▶ To be done:
Copy out word for word the lines of the records below, from the line containing "For the site audit, find each instance of the white" through the last line of the records, inclusive.

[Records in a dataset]
--------
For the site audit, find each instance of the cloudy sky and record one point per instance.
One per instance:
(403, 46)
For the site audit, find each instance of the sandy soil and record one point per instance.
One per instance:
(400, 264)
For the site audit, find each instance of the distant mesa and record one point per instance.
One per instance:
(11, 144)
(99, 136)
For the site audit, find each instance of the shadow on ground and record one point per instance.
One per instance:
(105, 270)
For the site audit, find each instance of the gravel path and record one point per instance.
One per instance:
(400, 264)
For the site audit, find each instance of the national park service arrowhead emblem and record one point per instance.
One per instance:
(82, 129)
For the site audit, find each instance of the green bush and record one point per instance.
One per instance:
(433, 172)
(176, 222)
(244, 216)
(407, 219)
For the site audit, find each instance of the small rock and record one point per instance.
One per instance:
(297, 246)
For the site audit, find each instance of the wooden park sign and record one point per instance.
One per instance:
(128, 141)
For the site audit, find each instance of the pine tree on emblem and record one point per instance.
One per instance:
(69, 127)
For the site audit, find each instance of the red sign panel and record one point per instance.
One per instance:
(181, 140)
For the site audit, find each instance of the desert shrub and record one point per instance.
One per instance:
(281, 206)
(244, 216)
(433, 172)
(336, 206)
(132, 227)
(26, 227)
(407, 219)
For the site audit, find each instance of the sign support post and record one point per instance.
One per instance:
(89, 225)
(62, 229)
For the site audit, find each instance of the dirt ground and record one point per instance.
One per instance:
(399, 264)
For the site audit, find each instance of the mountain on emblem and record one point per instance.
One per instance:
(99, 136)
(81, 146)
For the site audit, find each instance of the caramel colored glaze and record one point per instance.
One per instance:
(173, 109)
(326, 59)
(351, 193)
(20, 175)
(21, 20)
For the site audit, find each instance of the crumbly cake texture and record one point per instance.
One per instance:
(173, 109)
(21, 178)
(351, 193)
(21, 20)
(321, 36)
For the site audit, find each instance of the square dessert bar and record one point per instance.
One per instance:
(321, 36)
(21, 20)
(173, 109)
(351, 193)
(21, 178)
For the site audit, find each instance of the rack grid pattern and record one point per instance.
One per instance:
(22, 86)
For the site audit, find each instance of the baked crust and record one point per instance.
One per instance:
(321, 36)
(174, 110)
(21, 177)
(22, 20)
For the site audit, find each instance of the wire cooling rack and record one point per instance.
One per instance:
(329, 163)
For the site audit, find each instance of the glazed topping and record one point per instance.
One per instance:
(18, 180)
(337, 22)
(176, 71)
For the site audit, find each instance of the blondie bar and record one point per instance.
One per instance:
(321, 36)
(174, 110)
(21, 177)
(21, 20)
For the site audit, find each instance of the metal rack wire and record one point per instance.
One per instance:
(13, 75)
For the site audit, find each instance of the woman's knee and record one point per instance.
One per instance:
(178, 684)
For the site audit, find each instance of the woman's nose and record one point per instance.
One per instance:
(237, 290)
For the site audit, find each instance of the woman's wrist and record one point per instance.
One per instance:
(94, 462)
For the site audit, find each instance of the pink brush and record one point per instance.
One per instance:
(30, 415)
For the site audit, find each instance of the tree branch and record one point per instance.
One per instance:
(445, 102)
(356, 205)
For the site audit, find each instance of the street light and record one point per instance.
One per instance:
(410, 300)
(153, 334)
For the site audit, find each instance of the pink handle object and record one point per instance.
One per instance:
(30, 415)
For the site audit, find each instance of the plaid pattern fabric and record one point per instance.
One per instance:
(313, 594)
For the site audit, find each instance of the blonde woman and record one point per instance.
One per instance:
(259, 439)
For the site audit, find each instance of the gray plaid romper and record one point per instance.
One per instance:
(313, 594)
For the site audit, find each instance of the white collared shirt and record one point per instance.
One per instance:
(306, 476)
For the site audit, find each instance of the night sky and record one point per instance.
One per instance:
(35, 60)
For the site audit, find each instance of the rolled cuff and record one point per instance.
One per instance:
--------
▶ Complete answer:
For the site audit, find each instance of the white collared shirt and record one point per instance.
One per instance:
(306, 476)
For the site audit, find each instance of the night sky and record one point per instance.
One per instance:
(35, 60)
For the site audit, find each instance of the rolled cuff and record one point per instance.
One per instance:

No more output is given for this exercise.